[Stored data]
-- -- --
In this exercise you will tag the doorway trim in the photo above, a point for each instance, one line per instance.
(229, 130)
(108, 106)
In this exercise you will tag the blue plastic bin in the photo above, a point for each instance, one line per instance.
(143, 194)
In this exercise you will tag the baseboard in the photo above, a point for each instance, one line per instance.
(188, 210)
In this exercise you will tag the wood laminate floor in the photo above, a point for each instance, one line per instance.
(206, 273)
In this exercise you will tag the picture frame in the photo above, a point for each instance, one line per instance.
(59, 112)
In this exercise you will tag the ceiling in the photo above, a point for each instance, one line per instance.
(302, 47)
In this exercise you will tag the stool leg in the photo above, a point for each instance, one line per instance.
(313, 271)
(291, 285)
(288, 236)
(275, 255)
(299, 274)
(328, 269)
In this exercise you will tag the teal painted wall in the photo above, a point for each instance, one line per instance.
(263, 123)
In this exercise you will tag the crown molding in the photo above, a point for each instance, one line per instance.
-- -- --
** Written problem **
Rewrite the stretch from the line containing "In this exercise you will tag the stool" through the end of the material, replacing "teal" with "green" and leaving everything else unchanged.

** Output for this exercise **
In this exercise you will tag the stool leg in the photo above, a point for each instance, one line per instance.
(313, 271)
(291, 285)
(288, 236)
(275, 255)
(299, 274)
(328, 269)
In this exercise you will tag the green painted wall in the photo above, a point for each instance, one line per instance.
(263, 123)
In this exercise you will tag the crown molding in the photo above, a point for each instance, one line per instance.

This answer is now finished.